### Opdrachten
A. Vertaal deze zin uit het bericht over de genocidezaak tegen Israël in het Engels: "Israël ontkent de beschuldiging van genocide ten stelligste."
B. Geef uit het bericht over de genocidezaak tegen Israël het stuk van "(Mike Corder, Den" tot en met "onder het apartheidsregime." woord voor woord weer.
C. Schrijf het bericht over de genocidezaak tegen Israël verder na de laatste zin.

### Aangeleverde tekst

+++

(Mike Corder, Den Haag, AP, 10 januari 2024) – Een juridische strijd over de vraag of de oorlog van Israël tegen Hamas in Gaza neerkomt op genocide, begint donderdag bij het hoogste gerechtshof van de Verenigde Naties. Op de agenda staan voorlopige hoorzittingen over de oproep van Zuid-Afrika aan rechters om een onmiddellijke opschorting van de militaire acties van Israël te bevelen. Israël ontkent de beschuldiging van genocide ten stelligste.
De zaak, die waarschijnlijk jaren zal duren om op te lossen, raakt de kern van Israëls nationale identiteit als Joodse staat die werd opgericht in de nasleep van de genocide door de Nazi’s tijdens de Holocaust. Het gaat ook om de identiteit van Zuid-Afrika. De regerende African National Congress-partij vergelijkt het Israëlische beleid in Gaza en de Westelijke Jordaanoever al lange tijd met haar eigen geschiedenis onder het apartheidsregime.
Normaal gesproken beschouwt Israël VN- en internationale tribunalen als oneerlijk en partijdig. Maar het stuurt een sterk juridisch team naar het Internationaal Gerechtshof om zijn militaire operatie te verdedigen die werd gelanceerd in de nasleep van de terreuraanvallen van 7 oktober door Hamas.”

+++

### Rijen
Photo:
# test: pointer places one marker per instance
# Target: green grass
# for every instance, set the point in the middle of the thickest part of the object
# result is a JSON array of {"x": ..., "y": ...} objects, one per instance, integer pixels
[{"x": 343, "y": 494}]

+++

### Antwoorden
A. Israel strongly denies the accusation of genocide.

B.
(Mike Corder, Den Haag, AP, 10 januari 2024) – Een juridische strijd over de vraag of de oorlog van Israël tegen Hamas in Gaza neerkomt op genocide, begint donderdag bij het hoogste gerechtshof van de Verenigde Naties. Op de agenda staan voorlopige hoorzittingen over de oproep van Zuid-Afrika aan rechters om een onmiddellijke opschorting van de militaire acties van Israël te bevelen. Israël ontkent de beschuldiging van genocide ten stelligste.
De zaak, die waarschijnlijk jaren zal duren om op te lossen, raakt de kern van Israëls nationale identiteit als Joodse staat die werd opgericht in de nasleep van de genocide door de Nazi’s tijdens de Holocaust. Het gaat ook om de identiteit van Zuid-Afrika. De regerende African National Congress-partij vergelijkt het Israëlische beleid in Gaza en de Westelijke Jordaanoever al lange tijd met haar eigen geschiedenis onder het apartheidsregime.

C.
“Ik denk dat ze zijn gekomen omdat ze willen worden vrijgesproken en denken dat ze met succes de beschuldiging van genocide kunnen weerstaan,” zei Juliette McIntyre, een expert op het gebied van internationaal recht aan de Universiteit van Zuid-Australië.
Twee dagen van inleidende hoorzittingen bij het Internationaal Gerechtshof beginnen met pleidooien van advocaten voor Zuid-Afrika. Zij zullen aan de rechters uitleggen waarom het land Israël heeft beschuldigd van “handelen en nalaten” met een “genocidaal karakter” in de Gaza-oorlog en heeft opgeroepen tot een onmiddellijke stopzetting van de militaire acties van Israël.
De openingszitting van donderdag is gericht op het verzoek van Zuid-Afrika aan de rechtbank om bindende voorlopige bevelen op te leggen, waaronder dat Israël zijn militaire campagne moet stoppen. Een beslissing zal waarschijnlijk weken op zich laten wachten.
De Amerikaanse minister van Buitenlandse Zaken Antony Blinken deed de zaak af als “zonder grond” tijdens een bezoek aan Tel Aviv op dinsdag.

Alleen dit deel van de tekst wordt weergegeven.